### Selected passage
分数分配给了在代入前将方程变形为 V = nRT/p 的步骤。计算出以 m³ 为单位的 V 后,还需要根据题目要求将其转换为 cm³ 或 dm³ 以拿到单位分数。一个常见错误是误用了 R 的值(如 0.0821)却没有相应调整单位。评分标准要求答案保留三位有效数字并带有正确的单位。
5. Equilibrium Constant Kc Determination | 平衡常数Kc的确定
A question provided initial and equilibrium amounts of reactants and products in a homogeneous equilibrium, and asked for Kc. The mark scheme emphasised the need to calculate equilibrium concentrations by dividing the equilibrium moles by the volume of the container. For the reaction aA + bB ⇌ cC + dD, the expression Kc = [C]ᶜ[D]ᵈ / [A]ᵃ[B]ᵇ was expected. All concentrations were in mol dm⁻³.
有一道题给出了均相平衡中反应物和产物的初始量和平衡量,要求计算 Kc。评分标准强调,必须用平衡时的摩尔数除以容器体积来求得平衡浓度。对于反应 aA + bB ⇌ cC + dD,期望写出的表达式是 Kc = [C]ᶜ[D]ᵈ / [A]ᵃ[B]ᵇ,所有浓度单位均为 mol dm⁻³。
For example, in an equilibrium established from 1.0 mol of A and 2.0 mol of B in a 2.0 dm³ vessel, if at equilibrium there were 0.4 mol of C, the ICE table (Initial, Change, Equilibrium) method was highly rewarded. Marks were given for correctly calculating the equilibrium moles of all species and their concentrations. The final Kc value was required without units because the powers cancelled. Answers were expected to three significant figures.
例如,在 2.0 dm³ 容器中由 1.0 mol A 和 2.0 mol B 建立的平衡里,如果平衡时有 0.4 mol C,使用 ICE 表(初始、变化、平衡)的方法会得到很高评价。正确计算所有物种的平衡摩尔数及其浓度是得分点。最终 Kc 值不需要单位,因为幂次抵消了。答案要求保留三位有效数字。
6. Rate of Reaction and Orders | 反应速率与反应级数
The rate question usually provided experimental data showing how initial rate changed with reactant concentrations. The mark scheme required the determination of the order with respect to each reactant by comparing experiments where only one concentration changed. For two experiments, if doubling [A] doubles the rate, the order is 1; if it quadruples the rate, the order is 2. Marks were deducted if candidates attempted to deduce orders by inspection without showing the ratio calculations clearly.
速率题通常提供实验数据,显示初始速率如何随反应物浓度变化。评分标准要求通过比较只有一个浓度发生变化的实验,来确定相对于每种反应物的反应级数。对于两组实验,若 [A] 加倍时速率也加倍,则级数为 1;若速率增至四倍,则级数为 2。如果考生仅凭观察推测级数而没有清晰地展示比率计算过程,就会被扣分。
The rate equation, e.g., rate = k[A]²[B], and the calculation of the rate constant k followed. Marks were given for substituting any one set of data, including units, and for stating the units of k correctly. For a third-order overall reaction, the unit of k would be dm⁶ mol⁻² s⁻¹, a detail many candidates overlooked. The mark scheme explicitly awarded the final unit mark separately.

### Material shown
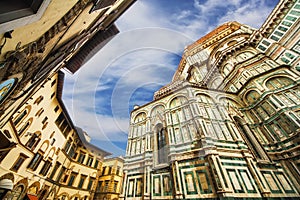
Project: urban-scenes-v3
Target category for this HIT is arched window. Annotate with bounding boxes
[234,117,269,160]
[191,67,202,83]
[170,96,190,125]
[236,51,254,62]
[266,77,293,90]
[223,63,234,76]
[26,133,41,150]
[4,184,25,200]
[156,124,168,164]
[13,106,31,126]
[210,76,223,89]
[132,112,146,137]
[245,90,260,104]
[18,118,32,135]
[34,95,44,105]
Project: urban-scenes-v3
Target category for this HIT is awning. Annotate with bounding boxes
[27,194,39,200]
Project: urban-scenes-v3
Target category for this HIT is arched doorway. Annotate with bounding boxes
[155,124,169,164]
[233,116,269,160]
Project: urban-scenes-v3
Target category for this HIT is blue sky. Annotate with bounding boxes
[63,0,278,156]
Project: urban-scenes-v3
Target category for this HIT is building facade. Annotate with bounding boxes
[0,72,110,200]
[121,0,300,200]
[0,0,135,130]
[94,157,124,200]
[0,0,135,200]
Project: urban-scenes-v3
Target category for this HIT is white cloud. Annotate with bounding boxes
[63,0,278,153]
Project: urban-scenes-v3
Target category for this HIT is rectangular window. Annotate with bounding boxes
[108,166,112,174]
[103,181,109,192]
[56,167,66,182]
[94,160,99,169]
[102,167,106,176]
[77,152,85,164]
[68,172,77,186]
[10,153,28,172]
[96,181,103,192]
[258,45,267,51]
[116,167,120,175]
[51,79,56,87]
[27,153,43,170]
[261,40,271,46]
[113,181,118,192]
[274,31,283,37]
[42,117,48,124]
[54,106,59,112]
[49,162,60,179]
[87,178,95,190]
[286,16,297,22]
[271,35,279,41]
[290,10,300,16]
[0,149,10,163]
[86,156,94,167]
[78,175,87,189]
[40,160,52,176]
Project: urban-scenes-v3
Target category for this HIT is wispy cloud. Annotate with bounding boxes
[64,0,275,155]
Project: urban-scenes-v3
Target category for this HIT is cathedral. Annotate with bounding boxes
[121,0,300,200]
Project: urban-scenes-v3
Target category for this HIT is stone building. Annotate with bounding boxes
[0,0,135,130]
[121,0,300,200]
[0,72,110,200]
[0,0,135,200]
[94,157,124,200]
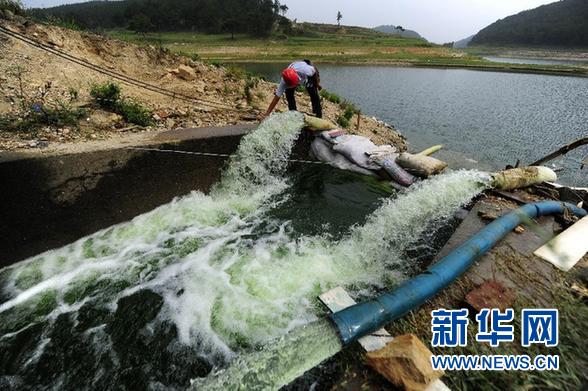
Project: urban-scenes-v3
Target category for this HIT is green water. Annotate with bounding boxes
[0,113,488,389]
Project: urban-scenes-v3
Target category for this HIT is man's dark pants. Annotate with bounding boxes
[286,86,323,118]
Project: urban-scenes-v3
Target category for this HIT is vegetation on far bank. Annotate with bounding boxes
[107,27,587,75]
[16,0,588,75]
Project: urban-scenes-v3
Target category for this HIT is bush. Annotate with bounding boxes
[0,103,86,132]
[178,52,201,61]
[90,82,121,110]
[320,88,342,104]
[90,82,153,126]
[337,115,349,128]
[0,0,24,15]
[45,15,83,31]
[117,99,153,126]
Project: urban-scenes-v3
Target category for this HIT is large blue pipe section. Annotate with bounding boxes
[331,201,587,345]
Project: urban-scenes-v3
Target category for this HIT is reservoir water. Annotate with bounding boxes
[244,64,588,186]
[0,112,489,390]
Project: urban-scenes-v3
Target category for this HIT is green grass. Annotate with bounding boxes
[109,23,588,75]
[90,82,154,126]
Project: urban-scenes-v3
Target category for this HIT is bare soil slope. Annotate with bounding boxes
[0,17,404,155]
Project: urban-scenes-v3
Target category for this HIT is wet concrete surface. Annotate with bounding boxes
[0,125,262,267]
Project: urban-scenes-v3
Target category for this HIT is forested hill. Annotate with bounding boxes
[469,0,588,48]
[30,0,287,36]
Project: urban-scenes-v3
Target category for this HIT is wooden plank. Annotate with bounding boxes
[534,217,588,272]
[319,286,449,391]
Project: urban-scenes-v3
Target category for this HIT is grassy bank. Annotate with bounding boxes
[109,24,588,75]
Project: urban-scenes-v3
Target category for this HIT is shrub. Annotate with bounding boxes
[245,75,259,103]
[90,82,153,126]
[45,16,83,31]
[227,65,251,80]
[117,99,153,126]
[90,82,121,110]
[320,88,341,104]
[0,0,24,15]
[0,102,86,132]
[337,115,349,128]
[178,52,201,61]
[0,65,86,131]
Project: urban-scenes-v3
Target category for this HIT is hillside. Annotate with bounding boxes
[470,0,588,48]
[453,35,474,49]
[374,25,424,39]
[0,17,403,151]
[30,0,282,36]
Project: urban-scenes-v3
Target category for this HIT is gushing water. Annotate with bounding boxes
[0,112,488,388]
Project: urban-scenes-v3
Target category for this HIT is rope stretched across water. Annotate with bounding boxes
[126,147,327,165]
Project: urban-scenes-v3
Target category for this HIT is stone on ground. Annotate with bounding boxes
[366,334,443,391]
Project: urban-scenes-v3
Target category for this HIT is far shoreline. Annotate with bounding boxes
[224,59,588,78]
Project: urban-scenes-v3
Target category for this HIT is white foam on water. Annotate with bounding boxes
[0,112,489,388]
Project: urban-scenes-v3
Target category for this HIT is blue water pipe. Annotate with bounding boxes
[330,201,587,345]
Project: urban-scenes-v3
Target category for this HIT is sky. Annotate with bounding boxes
[23,0,555,43]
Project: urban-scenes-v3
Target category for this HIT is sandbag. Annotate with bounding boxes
[417,145,444,156]
[310,138,377,176]
[333,135,380,170]
[368,149,415,187]
[380,157,415,187]
[320,129,347,144]
[304,115,337,132]
[492,166,557,190]
[396,152,447,178]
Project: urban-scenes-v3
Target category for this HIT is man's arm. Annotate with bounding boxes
[312,65,323,91]
[261,95,280,121]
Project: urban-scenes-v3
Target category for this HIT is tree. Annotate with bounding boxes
[129,13,153,34]
[280,4,289,16]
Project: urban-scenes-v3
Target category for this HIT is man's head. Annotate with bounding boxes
[282,68,300,88]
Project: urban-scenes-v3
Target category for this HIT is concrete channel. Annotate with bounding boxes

### Jobs
A. List every amount and volume given in the worked Kc scenario in the English paragraph of the mark scheme passage that begins "For example".
B. According to the mark scheme passage, what is the unit of k for a third-order overall reaction?
C. Reproduce the portion of the mark scheme passage that begins at the words "5. Equilibrium Constant" and stops after the words "[A]ᵃ[B]ᵇ,所有浓度单位均为 mol dm⁻³。".
Rely solely on the mark scheme passage for the responses that come next.

### In response
A.
1.0 mol of A
2.0 mol of B
2.0 dm³ (the vessel)
0.4 mol of C

B. dm⁶ mol⁻² s⁻¹

C.
5. Equilibrium Constant Kc Determination | 平衡常数Kc的确定
A question provided initial and equilibrium amounts of reactants and products in a homogeneous equilibrium, and asked for Kc. The mark scheme emphasised the need to calculate equilibrium concentrations by dividing the equilibrium moles by the volume of the container. For the reaction aA + bB ⇌ cC + dD, the expression Kc = [C]ᶜ[D]ᵈ / [A]ᵃ[B]ᵇ was expected. All concentrations were in mol dm⁻³.
有一道题给出了均相平衡中反应物和产物的初始量和平衡量,要求计算 Kc。评分标准强调,必须用平衡时的摩尔数除以容器体积来求得平衡浓度。对于反应 aA + bB ⇌ cC + dD,期望写出的表达式是 Kc = [C]ᶜ[D]ᵈ / [A]ᵃ[B]ᵇ,所有浓度单位均为 mol dm⁻³。